Instruction:
Express the entries as a JSON list of strings, one string per line with blank lines omitted. Start at the line that contains "Where can you spot the black music" and continue through the final line of the entries.
**** Dataset rows ****
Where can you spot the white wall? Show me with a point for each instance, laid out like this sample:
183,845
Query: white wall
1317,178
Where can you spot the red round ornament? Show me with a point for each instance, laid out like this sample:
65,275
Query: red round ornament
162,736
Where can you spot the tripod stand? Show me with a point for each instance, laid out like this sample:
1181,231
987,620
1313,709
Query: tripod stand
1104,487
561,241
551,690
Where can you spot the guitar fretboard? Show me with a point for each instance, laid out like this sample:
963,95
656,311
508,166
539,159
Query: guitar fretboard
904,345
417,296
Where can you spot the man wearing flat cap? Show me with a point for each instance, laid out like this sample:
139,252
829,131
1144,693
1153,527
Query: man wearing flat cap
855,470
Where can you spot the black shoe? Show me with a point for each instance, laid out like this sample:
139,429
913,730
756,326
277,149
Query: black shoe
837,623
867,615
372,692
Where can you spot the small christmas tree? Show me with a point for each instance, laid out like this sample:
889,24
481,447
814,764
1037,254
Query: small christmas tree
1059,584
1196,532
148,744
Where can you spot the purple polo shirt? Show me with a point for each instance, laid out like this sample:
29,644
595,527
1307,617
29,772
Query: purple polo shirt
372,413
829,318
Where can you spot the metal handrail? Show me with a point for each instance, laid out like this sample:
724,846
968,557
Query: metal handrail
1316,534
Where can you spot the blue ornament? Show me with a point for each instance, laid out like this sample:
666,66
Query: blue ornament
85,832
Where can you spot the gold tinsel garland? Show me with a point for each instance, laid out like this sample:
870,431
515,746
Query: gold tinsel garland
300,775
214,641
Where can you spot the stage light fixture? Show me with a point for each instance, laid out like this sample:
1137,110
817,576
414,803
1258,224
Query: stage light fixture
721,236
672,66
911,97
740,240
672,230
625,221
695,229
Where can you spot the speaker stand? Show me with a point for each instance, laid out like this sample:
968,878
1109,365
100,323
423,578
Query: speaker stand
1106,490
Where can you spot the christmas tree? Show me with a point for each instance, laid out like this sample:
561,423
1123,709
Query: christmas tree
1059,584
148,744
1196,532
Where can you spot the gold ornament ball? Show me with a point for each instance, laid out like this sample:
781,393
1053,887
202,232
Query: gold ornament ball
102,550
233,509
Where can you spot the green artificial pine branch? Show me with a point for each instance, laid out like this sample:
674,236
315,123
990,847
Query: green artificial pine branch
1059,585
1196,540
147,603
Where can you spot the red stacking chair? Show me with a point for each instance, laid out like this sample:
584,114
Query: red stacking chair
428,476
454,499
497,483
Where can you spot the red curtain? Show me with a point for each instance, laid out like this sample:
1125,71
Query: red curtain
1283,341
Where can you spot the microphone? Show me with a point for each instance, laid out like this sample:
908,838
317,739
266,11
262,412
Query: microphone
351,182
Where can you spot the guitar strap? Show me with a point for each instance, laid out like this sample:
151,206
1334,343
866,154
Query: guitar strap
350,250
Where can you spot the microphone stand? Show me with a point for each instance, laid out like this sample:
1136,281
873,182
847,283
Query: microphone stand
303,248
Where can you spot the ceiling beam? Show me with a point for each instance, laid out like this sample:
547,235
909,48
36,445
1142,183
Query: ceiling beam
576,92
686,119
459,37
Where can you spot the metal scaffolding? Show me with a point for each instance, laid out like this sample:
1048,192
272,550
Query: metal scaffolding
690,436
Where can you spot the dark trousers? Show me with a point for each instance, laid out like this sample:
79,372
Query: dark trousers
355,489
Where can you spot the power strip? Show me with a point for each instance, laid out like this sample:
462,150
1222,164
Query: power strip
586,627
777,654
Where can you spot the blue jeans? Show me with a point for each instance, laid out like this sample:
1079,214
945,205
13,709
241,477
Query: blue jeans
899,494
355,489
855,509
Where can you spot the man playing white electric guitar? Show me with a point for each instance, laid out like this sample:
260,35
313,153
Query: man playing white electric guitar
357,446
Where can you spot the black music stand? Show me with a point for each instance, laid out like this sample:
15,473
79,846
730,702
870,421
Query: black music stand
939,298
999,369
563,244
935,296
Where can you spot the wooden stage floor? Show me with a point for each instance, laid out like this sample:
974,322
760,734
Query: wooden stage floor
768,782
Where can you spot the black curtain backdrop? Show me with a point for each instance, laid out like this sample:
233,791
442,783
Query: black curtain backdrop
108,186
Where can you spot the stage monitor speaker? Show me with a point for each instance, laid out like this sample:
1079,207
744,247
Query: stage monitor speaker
****
Answer:
[
  "Where can you spot the black music stand? Show me with a point for each instance, laid out like this sample:",
  "15,473",
  "79,846",
  "730,702",
  "870,421",
  "Query: black music stand",
  "939,298",
  "999,369",
  "563,244",
  "935,296",
  "Where can you spot the wooden stage floor? Show me with a point for each instance, laid out like this sample:",
  "974,322",
  "760,734",
  "Query: wooden stage floor",
  "768,782",
  "Where can you spot the black curtain backdrop? Show me with a point for each instance, laid out like this sample:",
  "233,791",
  "442,783",
  "Query: black curtain backdrop",
  "108,186",
  "Where can you spot the stage monitor speaker? Show me with a point for each instance, laid out like this sample:",
  "1079,207",
  "744,247",
  "Query: stage monitor speaker"
]